Count how many lines in the entries below contain the string "date", matching case exactly. Reply with only that number.

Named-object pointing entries
○ ○ ○ ○ ○ ○ ○

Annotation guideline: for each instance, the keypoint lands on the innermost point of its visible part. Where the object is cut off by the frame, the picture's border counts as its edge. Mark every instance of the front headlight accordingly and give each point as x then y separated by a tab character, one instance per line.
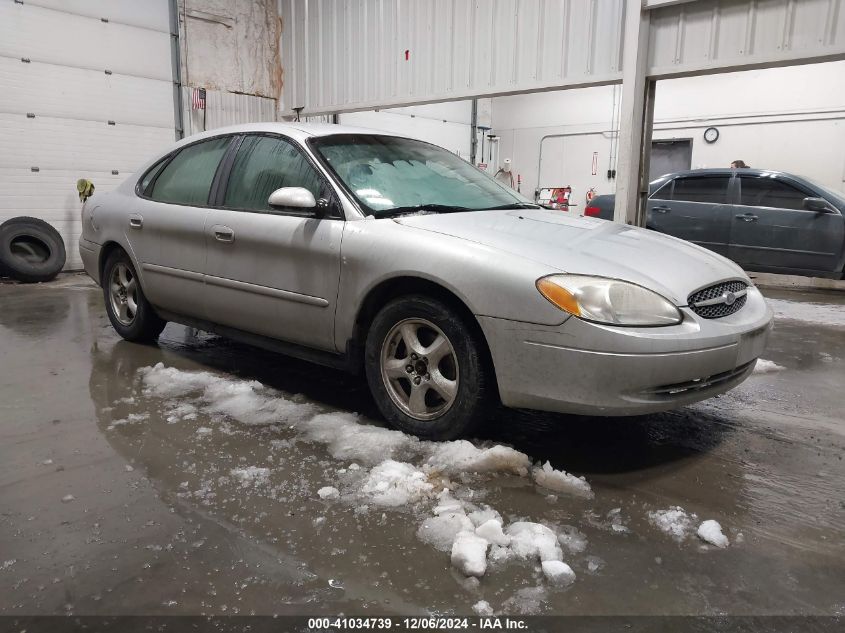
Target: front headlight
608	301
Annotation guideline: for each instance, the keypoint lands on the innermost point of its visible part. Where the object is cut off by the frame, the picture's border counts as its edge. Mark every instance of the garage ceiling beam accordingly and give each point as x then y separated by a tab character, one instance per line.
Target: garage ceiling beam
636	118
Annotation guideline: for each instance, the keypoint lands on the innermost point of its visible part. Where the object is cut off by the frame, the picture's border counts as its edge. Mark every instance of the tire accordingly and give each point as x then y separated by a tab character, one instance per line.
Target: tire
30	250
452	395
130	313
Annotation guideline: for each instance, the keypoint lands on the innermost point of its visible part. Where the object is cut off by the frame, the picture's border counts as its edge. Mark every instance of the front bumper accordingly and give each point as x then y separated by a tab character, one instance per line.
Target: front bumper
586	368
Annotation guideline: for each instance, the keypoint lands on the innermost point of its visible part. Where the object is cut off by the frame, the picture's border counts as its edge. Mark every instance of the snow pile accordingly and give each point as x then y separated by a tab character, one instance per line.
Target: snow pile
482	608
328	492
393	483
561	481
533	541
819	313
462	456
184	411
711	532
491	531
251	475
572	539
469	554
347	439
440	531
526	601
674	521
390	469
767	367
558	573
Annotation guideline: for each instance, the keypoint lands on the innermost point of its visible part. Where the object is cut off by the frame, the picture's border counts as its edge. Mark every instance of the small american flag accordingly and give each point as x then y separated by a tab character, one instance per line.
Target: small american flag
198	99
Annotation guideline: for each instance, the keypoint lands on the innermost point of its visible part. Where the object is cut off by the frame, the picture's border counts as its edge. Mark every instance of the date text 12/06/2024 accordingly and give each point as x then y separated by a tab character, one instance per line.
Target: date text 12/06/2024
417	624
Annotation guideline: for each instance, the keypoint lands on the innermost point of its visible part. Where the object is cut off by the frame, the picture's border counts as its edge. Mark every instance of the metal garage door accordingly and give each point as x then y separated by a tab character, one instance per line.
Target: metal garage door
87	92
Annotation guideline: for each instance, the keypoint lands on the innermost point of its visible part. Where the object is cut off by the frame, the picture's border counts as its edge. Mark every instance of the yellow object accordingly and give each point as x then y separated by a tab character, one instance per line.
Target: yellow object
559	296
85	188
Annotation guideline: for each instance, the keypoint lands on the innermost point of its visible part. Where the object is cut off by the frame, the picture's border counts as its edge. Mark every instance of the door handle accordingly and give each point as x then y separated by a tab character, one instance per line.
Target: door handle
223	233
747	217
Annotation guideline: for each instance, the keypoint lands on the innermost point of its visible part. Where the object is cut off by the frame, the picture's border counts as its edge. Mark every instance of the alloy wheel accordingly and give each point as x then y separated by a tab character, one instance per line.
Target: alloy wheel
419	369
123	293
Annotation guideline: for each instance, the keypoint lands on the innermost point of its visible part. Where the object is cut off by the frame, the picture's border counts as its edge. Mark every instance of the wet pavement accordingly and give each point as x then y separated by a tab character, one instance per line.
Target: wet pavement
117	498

○ ○ ○ ○ ○ ○ ○

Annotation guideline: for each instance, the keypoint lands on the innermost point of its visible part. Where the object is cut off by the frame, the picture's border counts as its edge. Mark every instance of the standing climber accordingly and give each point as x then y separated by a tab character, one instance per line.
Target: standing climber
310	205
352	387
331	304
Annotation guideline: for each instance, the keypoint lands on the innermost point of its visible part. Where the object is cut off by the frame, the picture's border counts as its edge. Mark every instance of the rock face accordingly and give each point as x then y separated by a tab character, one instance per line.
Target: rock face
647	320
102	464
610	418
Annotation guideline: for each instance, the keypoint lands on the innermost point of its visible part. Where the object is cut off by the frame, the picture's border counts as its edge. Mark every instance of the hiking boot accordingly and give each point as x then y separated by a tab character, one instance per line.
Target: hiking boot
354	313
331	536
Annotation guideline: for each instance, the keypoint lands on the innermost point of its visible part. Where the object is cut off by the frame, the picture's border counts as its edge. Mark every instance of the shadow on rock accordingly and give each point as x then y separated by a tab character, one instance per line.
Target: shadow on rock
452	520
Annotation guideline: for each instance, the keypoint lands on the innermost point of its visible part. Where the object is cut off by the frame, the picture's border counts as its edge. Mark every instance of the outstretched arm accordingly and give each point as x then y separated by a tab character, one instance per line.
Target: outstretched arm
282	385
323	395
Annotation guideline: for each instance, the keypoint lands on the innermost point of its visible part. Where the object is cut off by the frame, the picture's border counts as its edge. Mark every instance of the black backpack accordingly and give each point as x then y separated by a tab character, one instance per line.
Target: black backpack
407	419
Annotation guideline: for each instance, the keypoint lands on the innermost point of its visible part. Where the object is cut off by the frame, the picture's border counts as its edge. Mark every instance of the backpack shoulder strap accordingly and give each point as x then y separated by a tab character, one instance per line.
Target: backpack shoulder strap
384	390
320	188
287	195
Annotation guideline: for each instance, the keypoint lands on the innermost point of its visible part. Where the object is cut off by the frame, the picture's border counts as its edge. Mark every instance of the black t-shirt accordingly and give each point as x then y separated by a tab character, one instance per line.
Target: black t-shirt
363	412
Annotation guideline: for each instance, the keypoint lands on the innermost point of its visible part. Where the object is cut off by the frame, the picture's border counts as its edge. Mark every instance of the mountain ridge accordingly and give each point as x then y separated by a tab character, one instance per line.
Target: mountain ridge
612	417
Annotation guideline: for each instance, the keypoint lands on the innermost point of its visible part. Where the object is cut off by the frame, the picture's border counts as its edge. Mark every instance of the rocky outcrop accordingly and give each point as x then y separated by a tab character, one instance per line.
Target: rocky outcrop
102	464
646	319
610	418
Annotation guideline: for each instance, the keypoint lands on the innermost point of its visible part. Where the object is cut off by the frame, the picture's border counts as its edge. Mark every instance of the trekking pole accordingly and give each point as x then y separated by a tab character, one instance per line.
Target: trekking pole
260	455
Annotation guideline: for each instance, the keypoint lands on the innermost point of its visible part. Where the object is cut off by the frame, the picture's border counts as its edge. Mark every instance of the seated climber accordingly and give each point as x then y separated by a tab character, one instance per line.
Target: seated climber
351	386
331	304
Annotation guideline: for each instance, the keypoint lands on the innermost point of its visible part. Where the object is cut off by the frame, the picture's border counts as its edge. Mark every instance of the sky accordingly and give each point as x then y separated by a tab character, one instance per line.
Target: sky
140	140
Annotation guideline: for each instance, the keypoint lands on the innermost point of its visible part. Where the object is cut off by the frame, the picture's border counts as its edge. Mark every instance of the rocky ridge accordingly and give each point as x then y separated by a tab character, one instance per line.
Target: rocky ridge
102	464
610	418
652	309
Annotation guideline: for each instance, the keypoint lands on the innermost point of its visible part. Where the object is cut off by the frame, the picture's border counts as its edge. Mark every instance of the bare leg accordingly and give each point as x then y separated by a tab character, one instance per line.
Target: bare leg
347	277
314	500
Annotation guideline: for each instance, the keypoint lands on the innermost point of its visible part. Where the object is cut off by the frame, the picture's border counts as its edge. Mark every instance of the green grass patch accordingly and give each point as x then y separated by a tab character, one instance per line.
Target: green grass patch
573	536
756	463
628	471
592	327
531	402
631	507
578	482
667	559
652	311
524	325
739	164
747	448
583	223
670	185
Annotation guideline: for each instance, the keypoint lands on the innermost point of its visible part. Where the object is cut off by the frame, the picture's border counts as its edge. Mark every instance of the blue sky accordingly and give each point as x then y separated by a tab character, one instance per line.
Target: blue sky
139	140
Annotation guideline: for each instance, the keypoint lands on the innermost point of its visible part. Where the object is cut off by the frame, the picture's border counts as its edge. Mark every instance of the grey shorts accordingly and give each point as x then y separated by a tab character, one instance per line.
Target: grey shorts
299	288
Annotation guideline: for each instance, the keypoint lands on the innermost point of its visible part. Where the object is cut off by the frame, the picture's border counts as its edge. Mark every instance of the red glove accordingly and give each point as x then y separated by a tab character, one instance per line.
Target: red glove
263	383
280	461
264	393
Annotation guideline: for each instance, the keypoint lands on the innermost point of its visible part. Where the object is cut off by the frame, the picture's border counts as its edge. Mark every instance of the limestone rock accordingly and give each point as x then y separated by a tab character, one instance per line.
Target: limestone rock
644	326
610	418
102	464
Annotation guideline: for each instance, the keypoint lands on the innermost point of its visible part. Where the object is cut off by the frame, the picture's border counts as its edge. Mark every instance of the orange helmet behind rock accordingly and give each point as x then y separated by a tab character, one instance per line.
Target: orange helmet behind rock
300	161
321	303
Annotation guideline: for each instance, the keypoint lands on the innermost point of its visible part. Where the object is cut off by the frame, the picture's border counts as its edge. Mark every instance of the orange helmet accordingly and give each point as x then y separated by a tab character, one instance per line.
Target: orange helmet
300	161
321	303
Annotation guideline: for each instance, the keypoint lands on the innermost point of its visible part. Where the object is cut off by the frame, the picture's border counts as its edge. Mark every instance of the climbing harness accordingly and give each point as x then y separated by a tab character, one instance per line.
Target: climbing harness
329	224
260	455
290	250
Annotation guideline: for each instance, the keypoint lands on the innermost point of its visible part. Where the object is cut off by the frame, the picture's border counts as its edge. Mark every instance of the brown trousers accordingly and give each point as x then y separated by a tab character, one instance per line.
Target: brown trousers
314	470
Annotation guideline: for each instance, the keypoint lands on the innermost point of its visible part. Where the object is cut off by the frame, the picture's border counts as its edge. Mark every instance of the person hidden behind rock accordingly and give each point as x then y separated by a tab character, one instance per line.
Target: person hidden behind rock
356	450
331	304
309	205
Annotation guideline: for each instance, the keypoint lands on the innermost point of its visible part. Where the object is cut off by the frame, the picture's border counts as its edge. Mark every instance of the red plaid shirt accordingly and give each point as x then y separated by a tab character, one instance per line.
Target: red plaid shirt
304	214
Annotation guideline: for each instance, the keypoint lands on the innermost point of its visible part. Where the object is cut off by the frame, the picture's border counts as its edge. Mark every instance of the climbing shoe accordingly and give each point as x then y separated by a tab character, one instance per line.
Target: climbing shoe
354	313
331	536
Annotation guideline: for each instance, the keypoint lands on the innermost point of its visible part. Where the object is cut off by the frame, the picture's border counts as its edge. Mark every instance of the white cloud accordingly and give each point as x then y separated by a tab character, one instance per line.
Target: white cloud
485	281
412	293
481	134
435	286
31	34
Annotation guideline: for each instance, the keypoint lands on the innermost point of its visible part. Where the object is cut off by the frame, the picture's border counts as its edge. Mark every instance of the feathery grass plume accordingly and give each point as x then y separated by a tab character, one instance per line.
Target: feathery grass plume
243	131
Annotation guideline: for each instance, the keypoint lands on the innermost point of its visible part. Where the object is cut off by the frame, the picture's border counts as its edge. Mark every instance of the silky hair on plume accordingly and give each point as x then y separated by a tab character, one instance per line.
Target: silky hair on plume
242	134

○ ○ ○ ○ ○ ○ ○

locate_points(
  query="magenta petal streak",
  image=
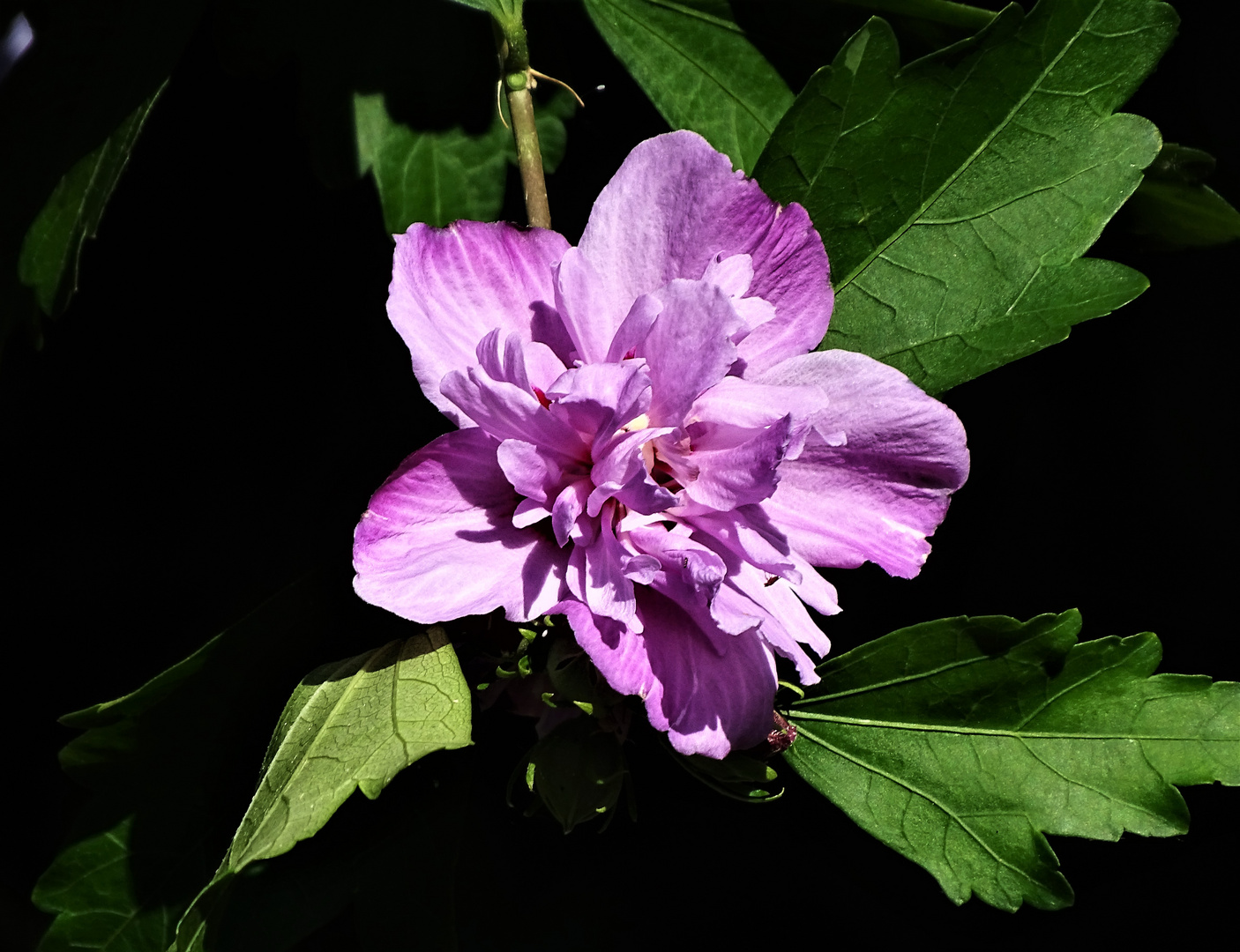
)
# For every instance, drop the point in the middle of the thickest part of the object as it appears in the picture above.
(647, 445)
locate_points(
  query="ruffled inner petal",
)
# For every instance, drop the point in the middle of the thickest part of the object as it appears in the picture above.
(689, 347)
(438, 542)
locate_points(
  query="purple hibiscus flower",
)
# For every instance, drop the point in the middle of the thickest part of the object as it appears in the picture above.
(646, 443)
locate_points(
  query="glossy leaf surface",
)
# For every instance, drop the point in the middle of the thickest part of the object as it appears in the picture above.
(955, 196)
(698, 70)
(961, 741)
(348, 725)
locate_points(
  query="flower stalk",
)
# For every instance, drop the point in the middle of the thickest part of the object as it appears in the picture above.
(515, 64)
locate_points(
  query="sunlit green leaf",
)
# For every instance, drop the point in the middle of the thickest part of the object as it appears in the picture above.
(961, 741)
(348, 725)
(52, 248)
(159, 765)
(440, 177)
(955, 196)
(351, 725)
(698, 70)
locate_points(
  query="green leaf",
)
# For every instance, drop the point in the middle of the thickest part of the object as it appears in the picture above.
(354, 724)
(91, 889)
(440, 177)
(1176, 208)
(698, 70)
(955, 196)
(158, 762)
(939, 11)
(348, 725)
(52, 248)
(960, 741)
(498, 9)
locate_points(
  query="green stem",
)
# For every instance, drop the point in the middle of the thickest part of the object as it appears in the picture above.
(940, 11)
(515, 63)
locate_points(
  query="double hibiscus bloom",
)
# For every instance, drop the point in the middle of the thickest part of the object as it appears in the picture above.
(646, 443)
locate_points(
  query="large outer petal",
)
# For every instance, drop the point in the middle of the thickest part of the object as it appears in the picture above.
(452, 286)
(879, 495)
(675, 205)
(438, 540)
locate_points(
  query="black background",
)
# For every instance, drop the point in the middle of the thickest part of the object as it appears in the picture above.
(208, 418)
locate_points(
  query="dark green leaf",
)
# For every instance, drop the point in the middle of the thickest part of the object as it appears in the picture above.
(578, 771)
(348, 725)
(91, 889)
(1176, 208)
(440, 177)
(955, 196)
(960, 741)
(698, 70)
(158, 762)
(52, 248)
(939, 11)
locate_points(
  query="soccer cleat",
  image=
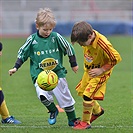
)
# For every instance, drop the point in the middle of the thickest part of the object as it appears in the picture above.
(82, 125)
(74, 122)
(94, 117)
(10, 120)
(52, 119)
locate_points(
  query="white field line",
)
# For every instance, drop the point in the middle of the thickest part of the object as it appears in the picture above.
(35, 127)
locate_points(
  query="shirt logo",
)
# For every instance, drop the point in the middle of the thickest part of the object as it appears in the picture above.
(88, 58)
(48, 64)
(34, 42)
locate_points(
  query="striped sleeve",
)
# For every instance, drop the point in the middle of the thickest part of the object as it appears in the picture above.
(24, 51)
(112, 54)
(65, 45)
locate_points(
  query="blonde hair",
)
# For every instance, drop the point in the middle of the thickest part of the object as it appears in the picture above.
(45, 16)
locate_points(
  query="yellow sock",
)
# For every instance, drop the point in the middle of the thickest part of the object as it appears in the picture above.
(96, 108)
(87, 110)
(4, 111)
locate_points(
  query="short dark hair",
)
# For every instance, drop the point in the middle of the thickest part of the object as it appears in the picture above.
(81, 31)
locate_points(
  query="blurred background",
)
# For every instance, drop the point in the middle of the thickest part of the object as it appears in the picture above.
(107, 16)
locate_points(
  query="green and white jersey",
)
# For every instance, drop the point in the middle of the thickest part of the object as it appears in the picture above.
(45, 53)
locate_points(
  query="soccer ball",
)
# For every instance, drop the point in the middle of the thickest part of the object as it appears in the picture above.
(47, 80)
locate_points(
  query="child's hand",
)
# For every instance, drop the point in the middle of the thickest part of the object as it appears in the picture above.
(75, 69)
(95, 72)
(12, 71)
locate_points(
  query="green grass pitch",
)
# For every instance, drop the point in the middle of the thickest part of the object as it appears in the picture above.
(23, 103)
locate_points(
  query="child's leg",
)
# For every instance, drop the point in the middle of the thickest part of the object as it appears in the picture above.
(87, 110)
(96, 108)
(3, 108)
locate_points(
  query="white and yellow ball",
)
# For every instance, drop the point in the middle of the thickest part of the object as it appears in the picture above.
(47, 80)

○ ○ ○ ○ ○ ○ ○

## EXERCISE OUTPUT
2